▶ _Instruction_
Please reproduce every one of the entries below word for word, leaving the pictures out.
— START Data shown —
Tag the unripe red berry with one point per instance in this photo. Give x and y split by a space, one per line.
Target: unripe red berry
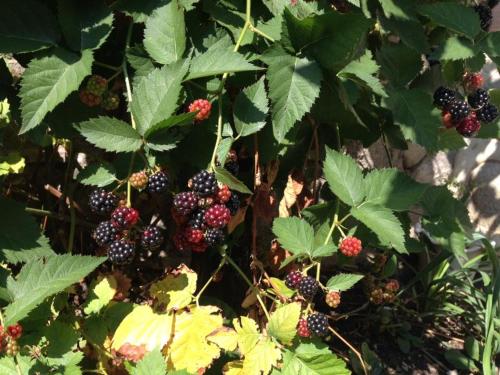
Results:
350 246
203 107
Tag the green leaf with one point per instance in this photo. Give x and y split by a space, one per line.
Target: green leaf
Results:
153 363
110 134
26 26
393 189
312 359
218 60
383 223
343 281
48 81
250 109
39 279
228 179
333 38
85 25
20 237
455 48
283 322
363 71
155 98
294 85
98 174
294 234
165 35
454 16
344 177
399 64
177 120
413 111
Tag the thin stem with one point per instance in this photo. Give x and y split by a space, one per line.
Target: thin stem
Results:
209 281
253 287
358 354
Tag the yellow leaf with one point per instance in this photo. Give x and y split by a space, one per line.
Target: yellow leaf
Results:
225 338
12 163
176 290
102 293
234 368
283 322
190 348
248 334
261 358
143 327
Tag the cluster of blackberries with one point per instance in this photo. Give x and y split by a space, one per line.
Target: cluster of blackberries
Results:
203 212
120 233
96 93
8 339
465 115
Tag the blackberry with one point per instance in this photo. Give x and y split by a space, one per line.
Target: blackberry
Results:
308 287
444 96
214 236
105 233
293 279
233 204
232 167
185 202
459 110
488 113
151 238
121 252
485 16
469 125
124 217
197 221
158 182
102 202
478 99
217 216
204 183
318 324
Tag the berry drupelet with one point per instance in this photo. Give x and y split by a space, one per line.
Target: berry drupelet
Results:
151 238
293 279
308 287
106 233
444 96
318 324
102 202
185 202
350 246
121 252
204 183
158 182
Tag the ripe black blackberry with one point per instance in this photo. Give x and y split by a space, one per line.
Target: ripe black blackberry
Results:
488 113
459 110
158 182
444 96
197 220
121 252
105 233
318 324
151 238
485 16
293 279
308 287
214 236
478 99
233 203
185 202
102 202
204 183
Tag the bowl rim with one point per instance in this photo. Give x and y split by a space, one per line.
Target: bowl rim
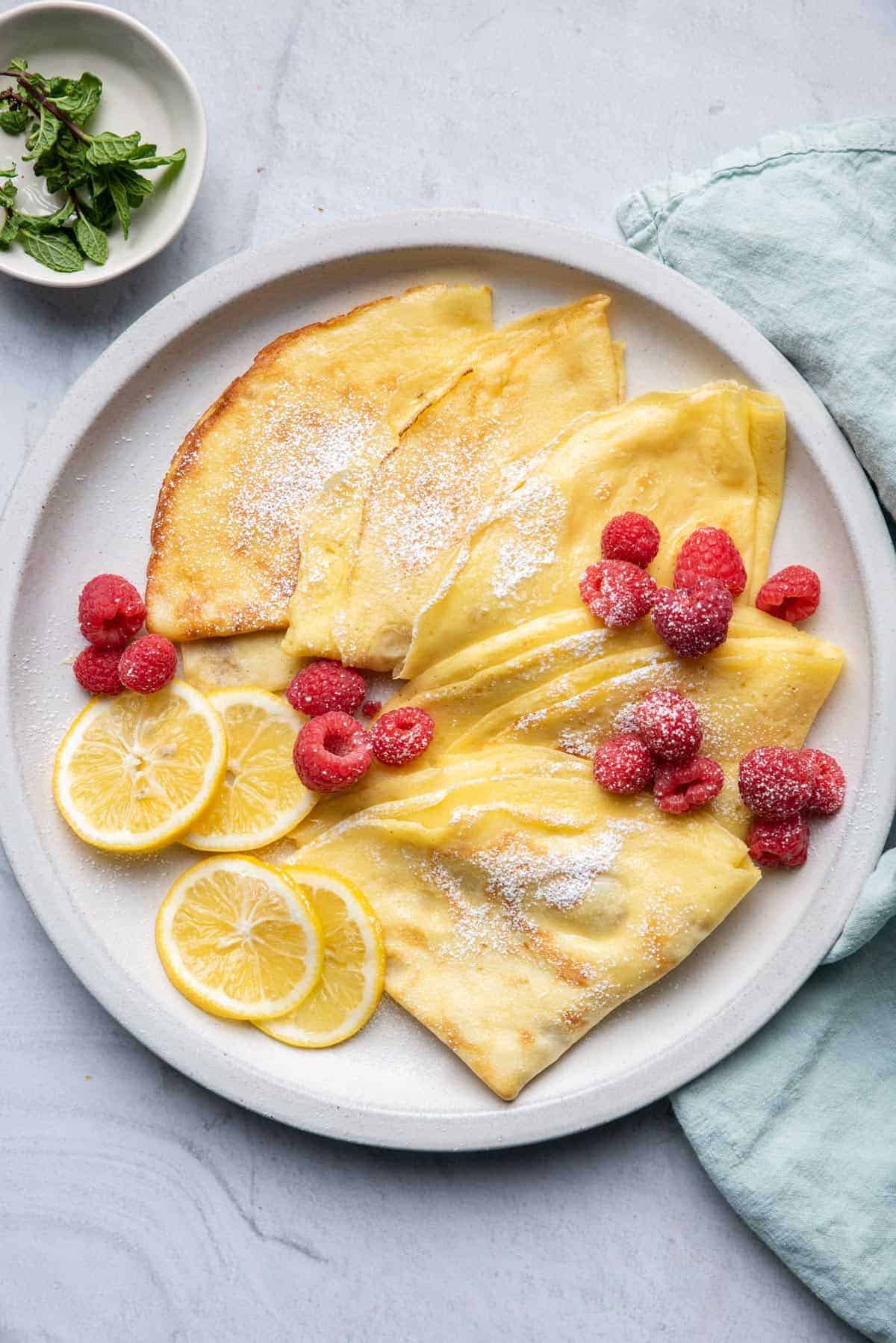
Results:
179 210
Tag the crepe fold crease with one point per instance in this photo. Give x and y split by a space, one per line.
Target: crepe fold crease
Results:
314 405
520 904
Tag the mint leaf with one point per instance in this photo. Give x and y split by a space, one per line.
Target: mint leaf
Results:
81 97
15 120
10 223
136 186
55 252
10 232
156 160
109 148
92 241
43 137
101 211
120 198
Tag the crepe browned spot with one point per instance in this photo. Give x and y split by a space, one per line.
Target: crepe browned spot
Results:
— END Data shown —
▶ _Response_
Tag the unripe red berry with one point per instance in this photo. Give x and y split by a space, one per line.
Target: unripe red berry
Results:
350 246
203 107
Tag the green leaf with one point per instance in this photo. Give x and y split by a space, one per line.
Target: green leaf
Results:
153 363
110 134
26 26
393 189
312 359
218 60
383 223
343 281
48 81
250 109
39 279
228 179
333 38
85 25
20 237
455 48
283 322
363 71
155 98
294 85
98 174
294 234
165 35
454 16
344 177
399 64
177 120
413 111
Tag the thin stem with one point per instance in this photo. Give x and y split by a space, one per line.
Target: thin stem
Results:
209 281
253 287
358 354
Tag the yellow leaf with one point per instance in this photo. Give x and y split by a space, one per line.
Target: yellow leaf
Results:
225 338
12 163
176 290
102 293
234 368
283 322
190 348
248 334
261 358
143 327
Tag the cluster of blackberries with one point per instance in this photo. Give x and y split by a space, one per line.
Target: cluster of blackberries
Results:
203 212
120 233
96 93
8 339
465 115
Tag the blackberry with one point per instance in this photo. Give x and y split by a space, one per line.
Target: blackberry
Results:
308 287
444 96
214 236
105 233
293 279
233 204
232 167
185 202
459 110
488 113
151 238
121 252
485 16
469 125
124 217
197 221
158 182
102 202
478 99
217 216
204 183
318 324
Tag the berry drupelet with one point per instance in this photo. Give x and y split by a space, one per line.
Target: berry drupelet
Results:
151 238
293 279
308 287
106 233
444 96
318 324
102 202
185 202
350 246
121 252
204 183
158 182
Tag the ripe black blackberry with one point per instance in this photo. Give x and y split by a space, one per line.
Target: ripe black blackberry
Results:
488 113
459 110
158 182
444 96
197 220
121 252
105 233
318 324
151 238
485 16
293 279
308 287
214 236
478 99
233 203
185 202
102 202
204 183
Tag the bowl rim with one point per instance in this photo. Give x and y split by a space, one per line.
Target: bowl rim
Results:
179 210
Tag the crepe fold crease with one point per instance in this photo. Give x and y split by a space, one per line.
Target: crepe fold crease
Results:
314 405
520 904
Tag the mint leaf with one point per instance in this photo. Give x and y split by a space, one per line.
Target: mint leaf
Results:
81 97
15 120
10 223
136 186
55 252
10 232
156 160
109 148
92 241
43 137
101 211
120 198
Tag the crepe browned spot with one point per instance in this photo. Give x and y split by a space, one per line.
Target: crepe browned spot
Results:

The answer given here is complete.